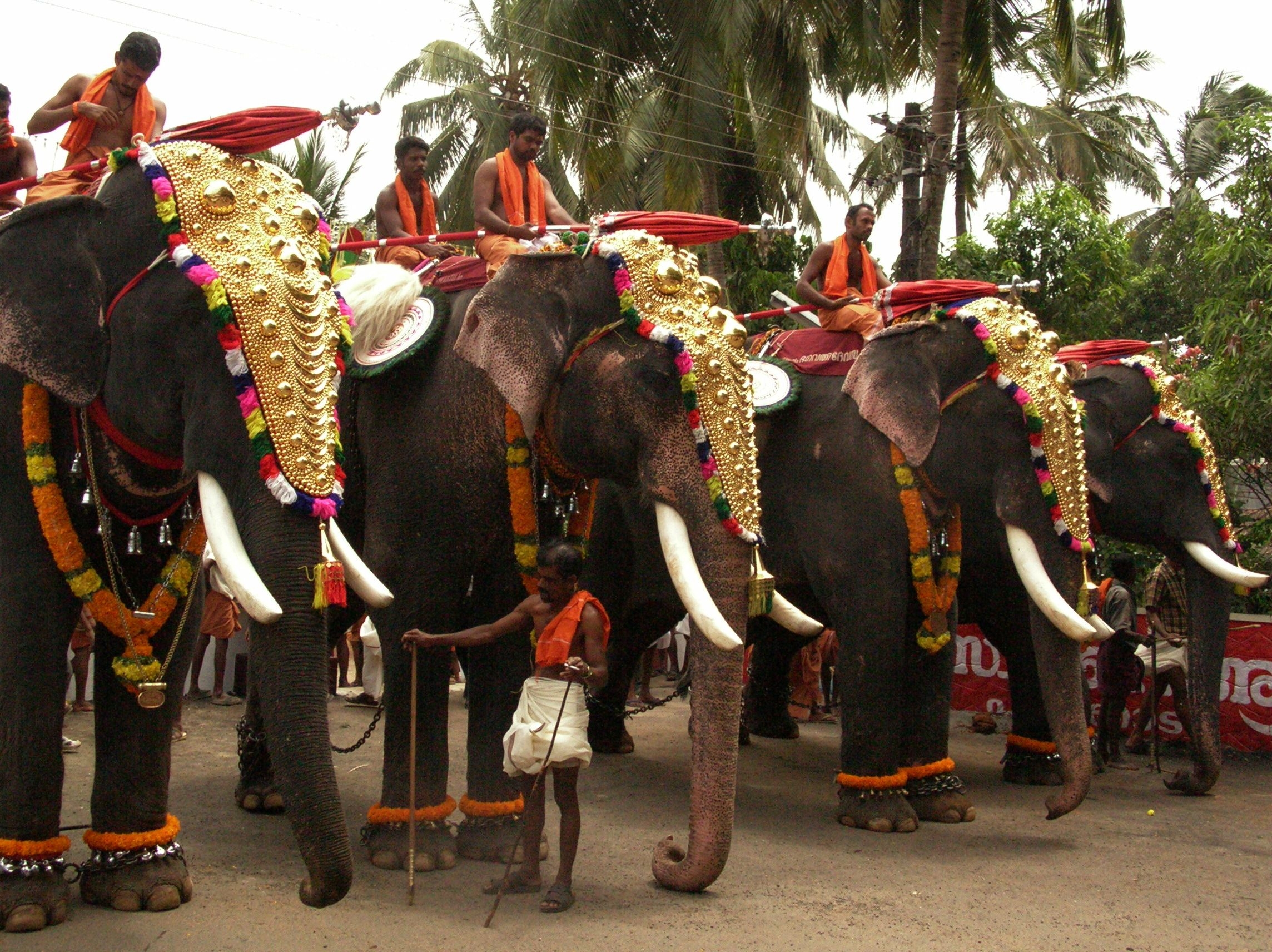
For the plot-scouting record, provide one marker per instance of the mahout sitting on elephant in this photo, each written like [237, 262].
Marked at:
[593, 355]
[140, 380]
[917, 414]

| Written request |
Rewrite the listing with "mahout" switched to "rider" and everything else unchanged. Leave the pictures out of your answer.

| Solved problem |
For the plot-scouting record, provide one marker per instance of the rider sitting on elephant in this photo, each written like [237, 262].
Marked at:
[593, 355]
[140, 380]
[917, 414]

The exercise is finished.